(DIRECTIONS FOR THIS TASK):
Each entry below is to be duplicated verbatim.

(RECORD EXCERPTS):
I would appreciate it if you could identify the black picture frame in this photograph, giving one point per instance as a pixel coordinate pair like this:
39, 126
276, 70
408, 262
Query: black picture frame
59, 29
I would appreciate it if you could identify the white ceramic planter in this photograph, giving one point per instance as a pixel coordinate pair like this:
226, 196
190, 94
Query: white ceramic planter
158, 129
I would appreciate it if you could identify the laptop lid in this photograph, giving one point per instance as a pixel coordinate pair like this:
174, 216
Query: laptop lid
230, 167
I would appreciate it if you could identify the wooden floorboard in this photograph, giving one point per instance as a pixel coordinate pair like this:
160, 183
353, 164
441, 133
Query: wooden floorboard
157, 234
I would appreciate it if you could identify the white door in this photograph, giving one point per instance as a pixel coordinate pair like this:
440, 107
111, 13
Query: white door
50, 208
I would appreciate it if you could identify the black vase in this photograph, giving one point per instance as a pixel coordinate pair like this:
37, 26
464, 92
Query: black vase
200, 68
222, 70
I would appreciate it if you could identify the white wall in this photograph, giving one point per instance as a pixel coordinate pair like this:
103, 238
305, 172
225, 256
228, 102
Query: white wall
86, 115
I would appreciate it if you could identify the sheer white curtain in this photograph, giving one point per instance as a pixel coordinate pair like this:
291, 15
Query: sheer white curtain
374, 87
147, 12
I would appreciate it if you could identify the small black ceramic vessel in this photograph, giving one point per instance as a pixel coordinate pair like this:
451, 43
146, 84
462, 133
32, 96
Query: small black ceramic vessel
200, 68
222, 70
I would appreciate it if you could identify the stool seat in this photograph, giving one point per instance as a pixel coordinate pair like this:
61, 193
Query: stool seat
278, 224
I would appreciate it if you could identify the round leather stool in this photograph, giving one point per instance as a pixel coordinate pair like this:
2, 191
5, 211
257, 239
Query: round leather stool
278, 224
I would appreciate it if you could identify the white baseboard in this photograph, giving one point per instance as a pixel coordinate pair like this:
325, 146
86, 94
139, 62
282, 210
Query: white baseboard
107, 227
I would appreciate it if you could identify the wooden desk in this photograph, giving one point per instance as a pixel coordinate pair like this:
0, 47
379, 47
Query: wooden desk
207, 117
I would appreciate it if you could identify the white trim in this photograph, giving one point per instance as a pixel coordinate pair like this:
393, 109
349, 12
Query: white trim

(RESPONSE TO THIS TASK):
I would appreciate it if you could identify the black picture frame in this photograph, giving one point per instance as a pixel coordinate pair like this:
39, 126
276, 70
408, 262
Query: black picture frame
59, 29
I would appreciate it if you could identify the white ceramic planter in this photograph, giving one point per instance as a pixel coordinate pair like this:
226, 196
190, 94
Query: white ceramic planter
158, 129
I would appreciate it if you could identify the laptop lid in this photograph, giving one point per instance as a pixel coordinate pair like this:
174, 216
Query: laptop lid
230, 167
I would appreciate it if you could identify the wooden floorboard in this photograph, giving one point per instance as a pixel coordinate pair like this:
160, 183
353, 164
441, 133
Query: wooden floorboard
157, 234
I would appreciate it if you could identify the white door in this photograph, giving one point per instance as a pixel coordinate pair like this:
440, 107
111, 13
Query: white door
50, 208
I would appreciate it if you could identify the black vase in this photograph, giving one point per instance as a pixel coordinate pair like this:
37, 26
464, 92
Query: black vase
200, 68
222, 70
I would appreciate it if you could identify the white wall in this photograph, giving one point per instance as a pixel coordinate pair like this:
103, 238
305, 172
225, 256
228, 102
Query: white wall
86, 115
I would appreciate it if you could identify the sheer white curtain in this photograph, giving one point per instance as a pixel coordinate pair like this:
291, 15
Query: sheer white curtain
374, 87
147, 12
I would appreciate it if you could identify the small black ceramic vessel in this photograph, giving one point per instance as a pixel coordinate pair like this:
451, 43
146, 84
462, 133
32, 96
Query: small black ceramic vessel
200, 68
222, 70
I would appreciate it if you could identify the stool seat in this photograph, giving one point per instance as a pixel coordinate pair like this:
61, 193
Query: stool seat
278, 224
I would appreciate it if you could identify the round leather stool in this photograph, giving one point per instance as a pixel coordinate pair like this:
2, 191
5, 211
257, 239
Query: round leather stool
278, 224
I would appreciate it if you could identify the white baseboard in this photograph, giving one point per instance as a pixel coordinate pair like this:
325, 146
86, 94
139, 62
282, 210
Query: white baseboard
107, 227
I would appreciate it if you could identify the wooden desk in this photograph, giving one point per instance as a pixel coordinate pair like this:
0, 47
379, 47
Query: wooden desk
207, 117
I would appreciate it if you could identify the white trim in this photograph, giving one point per instance as a pixel coordinate pair like this:
393, 109
349, 12
Query: white trim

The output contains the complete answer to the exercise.